Task to carry out: Count the lines in the listing below that contain the string "sack", with uppercase and lowercase letters treated as different. Reply with the number only.
### Data supplied
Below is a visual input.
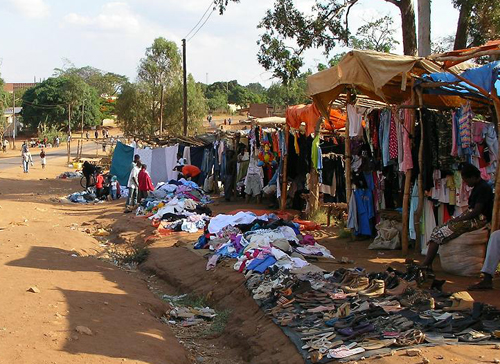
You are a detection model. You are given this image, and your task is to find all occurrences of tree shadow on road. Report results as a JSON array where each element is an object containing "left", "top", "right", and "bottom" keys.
[{"left": 7, "top": 247, "right": 189, "bottom": 364}]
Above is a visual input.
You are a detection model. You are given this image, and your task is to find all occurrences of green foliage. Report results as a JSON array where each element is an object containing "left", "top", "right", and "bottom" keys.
[
  {"left": 164, "top": 74, "right": 208, "bottom": 135},
  {"left": 349, "top": 15, "right": 399, "bottom": 53},
  {"left": 54, "top": 65, "right": 127, "bottom": 96},
  {"left": 115, "top": 38, "right": 207, "bottom": 136},
  {"left": 207, "top": 90, "right": 228, "bottom": 111},
  {"left": 115, "top": 82, "right": 154, "bottom": 136},
  {"left": 267, "top": 73, "right": 310, "bottom": 108},
  {"left": 453, "top": 0, "right": 500, "bottom": 47},
  {"left": 0, "top": 77, "right": 9, "bottom": 137},
  {"left": 22, "top": 75, "right": 102, "bottom": 130},
  {"left": 138, "top": 37, "right": 182, "bottom": 133}
]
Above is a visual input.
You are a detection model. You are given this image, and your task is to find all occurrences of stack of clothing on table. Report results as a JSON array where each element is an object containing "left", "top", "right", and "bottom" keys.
[
  {"left": 195, "top": 212, "right": 333, "bottom": 274},
  {"left": 137, "top": 179, "right": 212, "bottom": 233}
]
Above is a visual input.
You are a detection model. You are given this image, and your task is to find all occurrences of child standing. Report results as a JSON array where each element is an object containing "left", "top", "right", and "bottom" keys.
[
  {"left": 109, "top": 176, "right": 120, "bottom": 200},
  {"left": 40, "top": 149, "right": 47, "bottom": 169}
]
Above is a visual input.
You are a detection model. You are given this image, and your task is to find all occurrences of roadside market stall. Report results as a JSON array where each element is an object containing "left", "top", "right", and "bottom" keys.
[{"left": 308, "top": 46, "right": 498, "bottom": 254}]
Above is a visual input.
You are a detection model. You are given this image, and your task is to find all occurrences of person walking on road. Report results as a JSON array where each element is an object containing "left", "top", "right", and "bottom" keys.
[
  {"left": 40, "top": 149, "right": 47, "bottom": 169},
  {"left": 21, "top": 142, "right": 33, "bottom": 173}
]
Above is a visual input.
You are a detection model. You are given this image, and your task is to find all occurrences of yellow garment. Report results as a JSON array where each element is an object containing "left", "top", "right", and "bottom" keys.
[
  {"left": 293, "top": 131, "right": 300, "bottom": 155},
  {"left": 446, "top": 176, "right": 457, "bottom": 205}
]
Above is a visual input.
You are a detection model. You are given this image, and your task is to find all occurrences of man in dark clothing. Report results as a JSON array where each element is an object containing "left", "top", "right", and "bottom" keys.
[
  {"left": 224, "top": 150, "right": 236, "bottom": 201},
  {"left": 423, "top": 163, "right": 498, "bottom": 270},
  {"left": 82, "top": 161, "right": 96, "bottom": 188}
]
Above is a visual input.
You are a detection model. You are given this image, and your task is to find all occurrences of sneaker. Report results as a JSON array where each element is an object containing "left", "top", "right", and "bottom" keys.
[
  {"left": 342, "top": 276, "right": 370, "bottom": 293},
  {"left": 358, "top": 279, "right": 385, "bottom": 297},
  {"left": 467, "top": 279, "right": 493, "bottom": 291}
]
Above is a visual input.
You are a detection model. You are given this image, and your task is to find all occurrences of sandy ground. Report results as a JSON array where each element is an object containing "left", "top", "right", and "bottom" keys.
[
  {"left": 0, "top": 138, "right": 191, "bottom": 364},
  {"left": 0, "top": 136, "right": 500, "bottom": 364}
]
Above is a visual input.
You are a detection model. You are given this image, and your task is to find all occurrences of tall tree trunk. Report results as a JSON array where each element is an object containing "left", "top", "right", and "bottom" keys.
[
  {"left": 385, "top": 0, "right": 417, "bottom": 56},
  {"left": 453, "top": 1, "right": 471, "bottom": 49},
  {"left": 418, "top": 0, "right": 431, "bottom": 57}
]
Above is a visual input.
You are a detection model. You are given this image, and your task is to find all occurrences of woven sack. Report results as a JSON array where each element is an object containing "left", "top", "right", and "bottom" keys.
[{"left": 439, "top": 228, "right": 488, "bottom": 277}]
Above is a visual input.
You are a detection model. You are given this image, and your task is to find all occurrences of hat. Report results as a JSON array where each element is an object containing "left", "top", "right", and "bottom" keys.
[{"left": 176, "top": 158, "right": 186, "bottom": 167}]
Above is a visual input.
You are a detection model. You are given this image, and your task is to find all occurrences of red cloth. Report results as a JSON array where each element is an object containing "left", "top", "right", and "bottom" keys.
[
  {"left": 286, "top": 104, "right": 346, "bottom": 136},
  {"left": 95, "top": 174, "right": 104, "bottom": 188},
  {"left": 137, "top": 169, "right": 155, "bottom": 191},
  {"left": 182, "top": 164, "right": 201, "bottom": 177}
]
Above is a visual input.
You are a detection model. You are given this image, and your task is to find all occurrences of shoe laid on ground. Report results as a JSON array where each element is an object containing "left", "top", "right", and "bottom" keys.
[
  {"left": 342, "top": 276, "right": 370, "bottom": 293},
  {"left": 386, "top": 278, "right": 417, "bottom": 296},
  {"left": 467, "top": 279, "right": 493, "bottom": 291},
  {"left": 358, "top": 279, "right": 385, "bottom": 297}
]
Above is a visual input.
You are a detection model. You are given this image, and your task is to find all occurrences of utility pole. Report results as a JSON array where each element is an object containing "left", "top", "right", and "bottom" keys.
[
  {"left": 67, "top": 104, "right": 71, "bottom": 164},
  {"left": 418, "top": 0, "right": 431, "bottom": 57},
  {"left": 182, "top": 39, "right": 187, "bottom": 136},
  {"left": 80, "top": 99, "right": 85, "bottom": 158},
  {"left": 12, "top": 85, "right": 17, "bottom": 150}
]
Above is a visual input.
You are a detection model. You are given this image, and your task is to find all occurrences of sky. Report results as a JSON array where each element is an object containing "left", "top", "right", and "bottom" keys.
[{"left": 0, "top": 0, "right": 458, "bottom": 87}]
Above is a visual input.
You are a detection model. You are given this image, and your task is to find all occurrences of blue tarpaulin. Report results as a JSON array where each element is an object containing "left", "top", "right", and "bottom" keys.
[
  {"left": 110, "top": 142, "right": 134, "bottom": 186},
  {"left": 423, "top": 61, "right": 500, "bottom": 96}
]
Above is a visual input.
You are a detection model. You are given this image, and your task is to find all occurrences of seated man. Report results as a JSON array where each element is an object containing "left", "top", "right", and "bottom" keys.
[
  {"left": 422, "top": 163, "right": 494, "bottom": 270},
  {"left": 262, "top": 168, "right": 280, "bottom": 209},
  {"left": 468, "top": 230, "right": 500, "bottom": 291}
]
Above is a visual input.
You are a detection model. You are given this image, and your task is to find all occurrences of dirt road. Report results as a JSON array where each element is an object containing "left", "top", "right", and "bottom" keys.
[
  {"left": 0, "top": 143, "right": 191, "bottom": 364},
  {"left": 0, "top": 139, "right": 500, "bottom": 364}
]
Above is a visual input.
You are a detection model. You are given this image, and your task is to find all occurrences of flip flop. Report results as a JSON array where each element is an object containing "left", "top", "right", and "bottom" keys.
[
  {"left": 328, "top": 347, "right": 365, "bottom": 359},
  {"left": 458, "top": 330, "right": 491, "bottom": 343},
  {"left": 358, "top": 339, "right": 396, "bottom": 350}
]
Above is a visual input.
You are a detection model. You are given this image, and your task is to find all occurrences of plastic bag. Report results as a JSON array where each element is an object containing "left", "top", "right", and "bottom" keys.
[{"left": 439, "top": 228, "right": 488, "bottom": 277}]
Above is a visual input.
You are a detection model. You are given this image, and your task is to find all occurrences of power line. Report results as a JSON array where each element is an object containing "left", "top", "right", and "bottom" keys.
[
  {"left": 184, "top": 0, "right": 214, "bottom": 39},
  {"left": 186, "top": 8, "right": 215, "bottom": 42}
]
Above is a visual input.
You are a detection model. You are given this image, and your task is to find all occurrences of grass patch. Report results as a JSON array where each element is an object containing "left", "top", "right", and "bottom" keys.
[
  {"left": 120, "top": 247, "right": 150, "bottom": 264},
  {"left": 202, "top": 310, "right": 231, "bottom": 336},
  {"left": 175, "top": 294, "right": 208, "bottom": 307}
]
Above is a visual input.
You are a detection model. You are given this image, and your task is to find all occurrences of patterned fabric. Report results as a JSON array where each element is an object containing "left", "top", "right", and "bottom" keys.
[
  {"left": 458, "top": 103, "right": 474, "bottom": 149},
  {"left": 389, "top": 113, "right": 398, "bottom": 159},
  {"left": 430, "top": 211, "right": 488, "bottom": 245}
]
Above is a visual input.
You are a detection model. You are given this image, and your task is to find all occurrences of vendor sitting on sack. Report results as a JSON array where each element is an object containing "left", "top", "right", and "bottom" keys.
[
  {"left": 422, "top": 163, "right": 494, "bottom": 270},
  {"left": 174, "top": 158, "right": 201, "bottom": 180}
]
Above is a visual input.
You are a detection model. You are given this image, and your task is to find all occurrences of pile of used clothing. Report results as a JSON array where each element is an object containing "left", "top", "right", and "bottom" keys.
[
  {"left": 246, "top": 265, "right": 500, "bottom": 363},
  {"left": 137, "top": 179, "right": 212, "bottom": 233},
  {"left": 66, "top": 191, "right": 100, "bottom": 203},
  {"left": 57, "top": 172, "right": 83, "bottom": 179},
  {"left": 195, "top": 211, "right": 333, "bottom": 273}
]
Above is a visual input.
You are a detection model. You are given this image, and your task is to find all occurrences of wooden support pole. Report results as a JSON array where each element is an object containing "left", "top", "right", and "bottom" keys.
[
  {"left": 414, "top": 89, "right": 424, "bottom": 250},
  {"left": 307, "top": 116, "right": 323, "bottom": 218},
  {"left": 344, "top": 90, "right": 352, "bottom": 205},
  {"left": 491, "top": 95, "right": 500, "bottom": 232},
  {"left": 280, "top": 124, "right": 290, "bottom": 211}
]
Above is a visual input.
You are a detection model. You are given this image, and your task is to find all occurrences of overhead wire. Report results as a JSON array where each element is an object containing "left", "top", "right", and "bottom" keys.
[
  {"left": 184, "top": 0, "right": 214, "bottom": 39},
  {"left": 186, "top": 7, "right": 215, "bottom": 42}
]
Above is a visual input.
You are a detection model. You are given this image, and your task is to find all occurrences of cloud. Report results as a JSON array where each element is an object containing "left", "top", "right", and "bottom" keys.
[
  {"left": 6, "top": 0, "right": 50, "bottom": 19},
  {"left": 63, "top": 2, "right": 143, "bottom": 33}
]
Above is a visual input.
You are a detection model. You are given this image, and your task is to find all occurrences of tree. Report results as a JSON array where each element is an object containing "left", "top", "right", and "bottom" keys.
[
  {"left": 418, "top": 0, "right": 431, "bottom": 57},
  {"left": 138, "top": 37, "right": 181, "bottom": 134},
  {"left": 453, "top": 0, "right": 500, "bottom": 49},
  {"left": 350, "top": 15, "right": 399, "bottom": 54},
  {"left": 0, "top": 77, "right": 9, "bottom": 139},
  {"left": 267, "top": 72, "right": 311, "bottom": 109},
  {"left": 54, "top": 64, "right": 128, "bottom": 96},
  {"left": 21, "top": 76, "right": 102, "bottom": 130},
  {"left": 165, "top": 74, "right": 208, "bottom": 135},
  {"left": 214, "top": 0, "right": 417, "bottom": 84},
  {"left": 115, "top": 82, "right": 158, "bottom": 136}
]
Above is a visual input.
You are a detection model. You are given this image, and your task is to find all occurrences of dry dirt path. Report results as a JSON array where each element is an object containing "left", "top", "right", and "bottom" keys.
[{"left": 0, "top": 143, "right": 191, "bottom": 364}]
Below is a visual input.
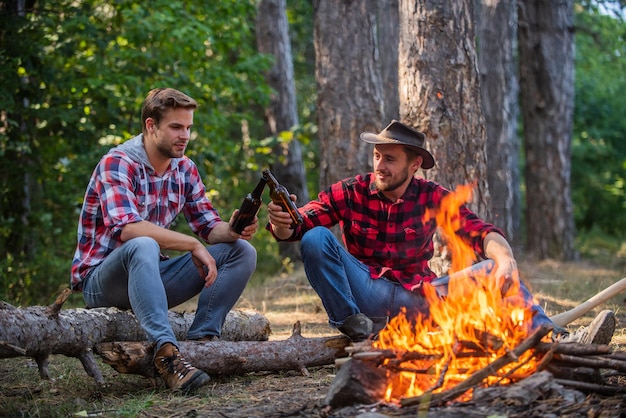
######
Response to the exercise: 2